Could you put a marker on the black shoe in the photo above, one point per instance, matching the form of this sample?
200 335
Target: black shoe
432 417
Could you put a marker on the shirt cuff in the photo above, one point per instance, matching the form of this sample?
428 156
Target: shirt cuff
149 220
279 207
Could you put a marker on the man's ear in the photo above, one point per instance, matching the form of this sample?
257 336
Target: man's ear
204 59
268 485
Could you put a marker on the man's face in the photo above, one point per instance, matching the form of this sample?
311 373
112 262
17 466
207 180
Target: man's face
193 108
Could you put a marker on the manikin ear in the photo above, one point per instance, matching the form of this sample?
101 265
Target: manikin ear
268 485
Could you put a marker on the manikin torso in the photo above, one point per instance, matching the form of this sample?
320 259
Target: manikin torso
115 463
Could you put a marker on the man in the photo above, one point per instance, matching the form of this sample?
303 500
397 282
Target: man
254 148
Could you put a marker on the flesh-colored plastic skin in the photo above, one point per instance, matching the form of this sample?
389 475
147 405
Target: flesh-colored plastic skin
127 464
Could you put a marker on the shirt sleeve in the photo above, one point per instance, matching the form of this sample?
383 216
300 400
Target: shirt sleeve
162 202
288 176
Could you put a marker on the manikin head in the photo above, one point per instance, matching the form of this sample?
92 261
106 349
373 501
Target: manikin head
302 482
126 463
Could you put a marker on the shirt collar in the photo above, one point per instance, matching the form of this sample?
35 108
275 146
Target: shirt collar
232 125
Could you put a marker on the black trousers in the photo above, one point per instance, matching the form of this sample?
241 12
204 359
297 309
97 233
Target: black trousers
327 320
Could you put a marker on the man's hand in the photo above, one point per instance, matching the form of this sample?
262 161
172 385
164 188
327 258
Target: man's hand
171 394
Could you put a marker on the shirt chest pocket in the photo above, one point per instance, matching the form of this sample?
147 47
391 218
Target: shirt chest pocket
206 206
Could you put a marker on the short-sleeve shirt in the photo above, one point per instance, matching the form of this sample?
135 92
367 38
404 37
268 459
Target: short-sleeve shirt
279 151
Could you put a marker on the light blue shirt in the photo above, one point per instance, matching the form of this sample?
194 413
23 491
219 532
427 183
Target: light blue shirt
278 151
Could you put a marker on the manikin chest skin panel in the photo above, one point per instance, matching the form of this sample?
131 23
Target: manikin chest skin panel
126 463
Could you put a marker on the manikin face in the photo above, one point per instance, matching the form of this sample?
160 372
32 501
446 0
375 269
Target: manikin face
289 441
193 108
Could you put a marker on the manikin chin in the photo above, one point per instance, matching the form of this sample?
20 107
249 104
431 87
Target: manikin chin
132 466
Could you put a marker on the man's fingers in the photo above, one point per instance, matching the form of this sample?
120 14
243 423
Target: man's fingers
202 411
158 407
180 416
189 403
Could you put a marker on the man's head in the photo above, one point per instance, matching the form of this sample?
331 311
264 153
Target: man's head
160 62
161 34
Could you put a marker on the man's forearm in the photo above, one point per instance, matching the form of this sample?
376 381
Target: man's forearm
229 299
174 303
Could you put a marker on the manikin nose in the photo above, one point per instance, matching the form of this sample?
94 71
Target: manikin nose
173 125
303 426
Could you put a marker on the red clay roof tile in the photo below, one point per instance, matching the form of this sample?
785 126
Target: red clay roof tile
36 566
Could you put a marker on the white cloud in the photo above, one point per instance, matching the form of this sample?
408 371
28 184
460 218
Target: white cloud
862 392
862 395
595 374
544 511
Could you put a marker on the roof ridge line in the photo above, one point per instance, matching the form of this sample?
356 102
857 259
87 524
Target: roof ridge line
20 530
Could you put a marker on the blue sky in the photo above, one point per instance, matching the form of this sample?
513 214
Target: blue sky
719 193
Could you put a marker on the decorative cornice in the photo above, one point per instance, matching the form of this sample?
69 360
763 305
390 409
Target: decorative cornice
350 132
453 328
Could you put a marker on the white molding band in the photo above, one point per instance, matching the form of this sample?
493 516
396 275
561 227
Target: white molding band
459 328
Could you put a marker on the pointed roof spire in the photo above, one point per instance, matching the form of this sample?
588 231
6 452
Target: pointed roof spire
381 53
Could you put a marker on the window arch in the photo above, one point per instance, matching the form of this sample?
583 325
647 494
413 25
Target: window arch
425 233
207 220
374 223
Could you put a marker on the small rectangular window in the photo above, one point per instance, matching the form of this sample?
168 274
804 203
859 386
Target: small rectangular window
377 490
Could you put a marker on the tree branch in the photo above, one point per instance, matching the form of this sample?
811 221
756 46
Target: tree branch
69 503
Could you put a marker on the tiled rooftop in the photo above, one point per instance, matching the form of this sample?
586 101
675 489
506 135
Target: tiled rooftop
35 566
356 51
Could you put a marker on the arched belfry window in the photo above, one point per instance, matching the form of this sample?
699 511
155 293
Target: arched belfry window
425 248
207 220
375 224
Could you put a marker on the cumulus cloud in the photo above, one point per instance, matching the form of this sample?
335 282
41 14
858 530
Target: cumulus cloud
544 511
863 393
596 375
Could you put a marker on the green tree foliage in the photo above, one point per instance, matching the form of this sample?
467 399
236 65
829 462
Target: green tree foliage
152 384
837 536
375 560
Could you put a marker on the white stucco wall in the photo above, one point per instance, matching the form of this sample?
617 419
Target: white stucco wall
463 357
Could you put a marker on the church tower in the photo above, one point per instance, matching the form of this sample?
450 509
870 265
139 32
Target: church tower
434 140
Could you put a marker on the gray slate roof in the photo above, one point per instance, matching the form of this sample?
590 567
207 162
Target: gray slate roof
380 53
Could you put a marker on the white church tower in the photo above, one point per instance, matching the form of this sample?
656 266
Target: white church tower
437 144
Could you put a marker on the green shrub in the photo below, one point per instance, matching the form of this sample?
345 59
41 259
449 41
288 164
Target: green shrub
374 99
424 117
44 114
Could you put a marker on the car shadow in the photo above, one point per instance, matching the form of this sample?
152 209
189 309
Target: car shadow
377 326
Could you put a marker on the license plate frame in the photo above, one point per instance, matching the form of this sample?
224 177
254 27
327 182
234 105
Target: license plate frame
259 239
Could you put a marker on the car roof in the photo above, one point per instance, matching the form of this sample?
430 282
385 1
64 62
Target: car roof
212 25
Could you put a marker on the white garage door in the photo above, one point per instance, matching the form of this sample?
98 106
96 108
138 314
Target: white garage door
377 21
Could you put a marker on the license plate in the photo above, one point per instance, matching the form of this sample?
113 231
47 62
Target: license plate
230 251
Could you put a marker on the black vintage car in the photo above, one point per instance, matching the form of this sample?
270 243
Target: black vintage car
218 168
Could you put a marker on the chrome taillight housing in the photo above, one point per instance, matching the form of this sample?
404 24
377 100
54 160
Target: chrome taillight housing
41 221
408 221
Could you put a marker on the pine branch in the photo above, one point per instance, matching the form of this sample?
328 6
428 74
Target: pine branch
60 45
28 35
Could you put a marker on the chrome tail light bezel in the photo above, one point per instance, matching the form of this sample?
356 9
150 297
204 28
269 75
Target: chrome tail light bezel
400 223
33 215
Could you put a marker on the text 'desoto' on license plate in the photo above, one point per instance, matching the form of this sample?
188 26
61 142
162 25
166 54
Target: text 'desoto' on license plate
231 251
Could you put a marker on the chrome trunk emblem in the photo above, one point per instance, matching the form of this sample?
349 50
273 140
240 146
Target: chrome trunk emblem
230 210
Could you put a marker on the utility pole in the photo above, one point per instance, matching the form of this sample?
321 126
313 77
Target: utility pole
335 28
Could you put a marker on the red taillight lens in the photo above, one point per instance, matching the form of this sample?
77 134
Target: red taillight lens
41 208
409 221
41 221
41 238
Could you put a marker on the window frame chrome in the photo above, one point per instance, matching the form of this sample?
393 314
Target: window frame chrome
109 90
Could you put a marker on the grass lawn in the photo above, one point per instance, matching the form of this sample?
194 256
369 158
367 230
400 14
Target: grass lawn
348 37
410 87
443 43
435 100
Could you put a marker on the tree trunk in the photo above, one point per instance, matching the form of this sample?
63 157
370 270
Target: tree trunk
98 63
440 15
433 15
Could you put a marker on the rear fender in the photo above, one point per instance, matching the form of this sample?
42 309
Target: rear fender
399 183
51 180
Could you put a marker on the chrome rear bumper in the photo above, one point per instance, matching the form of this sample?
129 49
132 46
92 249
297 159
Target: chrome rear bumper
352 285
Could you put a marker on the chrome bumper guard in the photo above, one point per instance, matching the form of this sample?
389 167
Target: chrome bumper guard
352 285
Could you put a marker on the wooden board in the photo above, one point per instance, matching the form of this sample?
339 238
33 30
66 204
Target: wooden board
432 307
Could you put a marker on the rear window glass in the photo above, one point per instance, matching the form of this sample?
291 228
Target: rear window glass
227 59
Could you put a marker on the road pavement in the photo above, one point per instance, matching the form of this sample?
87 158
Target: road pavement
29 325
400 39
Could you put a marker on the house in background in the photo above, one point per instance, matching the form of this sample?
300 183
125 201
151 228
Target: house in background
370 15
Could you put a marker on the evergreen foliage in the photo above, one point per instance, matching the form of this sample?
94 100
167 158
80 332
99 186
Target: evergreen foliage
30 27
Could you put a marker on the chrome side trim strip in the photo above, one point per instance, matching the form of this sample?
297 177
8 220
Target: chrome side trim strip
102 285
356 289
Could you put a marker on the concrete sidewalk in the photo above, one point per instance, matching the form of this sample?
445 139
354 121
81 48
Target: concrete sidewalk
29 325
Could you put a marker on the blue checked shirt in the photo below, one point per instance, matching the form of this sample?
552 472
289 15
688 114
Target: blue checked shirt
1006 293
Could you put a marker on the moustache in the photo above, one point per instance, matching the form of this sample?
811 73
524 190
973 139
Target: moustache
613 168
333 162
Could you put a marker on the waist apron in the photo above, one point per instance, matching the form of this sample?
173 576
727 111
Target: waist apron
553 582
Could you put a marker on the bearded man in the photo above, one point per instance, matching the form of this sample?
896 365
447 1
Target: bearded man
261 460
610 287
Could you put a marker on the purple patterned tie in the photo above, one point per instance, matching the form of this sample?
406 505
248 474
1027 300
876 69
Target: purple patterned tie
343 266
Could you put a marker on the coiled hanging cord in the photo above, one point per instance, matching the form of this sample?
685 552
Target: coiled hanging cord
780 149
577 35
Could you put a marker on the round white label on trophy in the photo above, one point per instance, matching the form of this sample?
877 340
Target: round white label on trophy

★ ★ ★ ★ ★ ★ ★

-- Task to carry out --
Exactly as written, give the line containing "Could you put a marker on the purple" and all remaining lines of the records.

-- Exercise output --
Could you put a marker on the purple patterned tie in the photo above, one point per instance, matching the form of this sample?
406 505
248 474
1027 300
876 69
Target: purple patterned tie
343 266
Could you put a marker on the coiled hanging cord in the photo above, one point per instance, matching the form of this sample?
685 552
Target: coiled hanging cord
780 149
577 35
Could you put a marker on the round white label on trophy in the photo above, one point per instance, matching the form of this sample?
877 340
Target: round white label on trophy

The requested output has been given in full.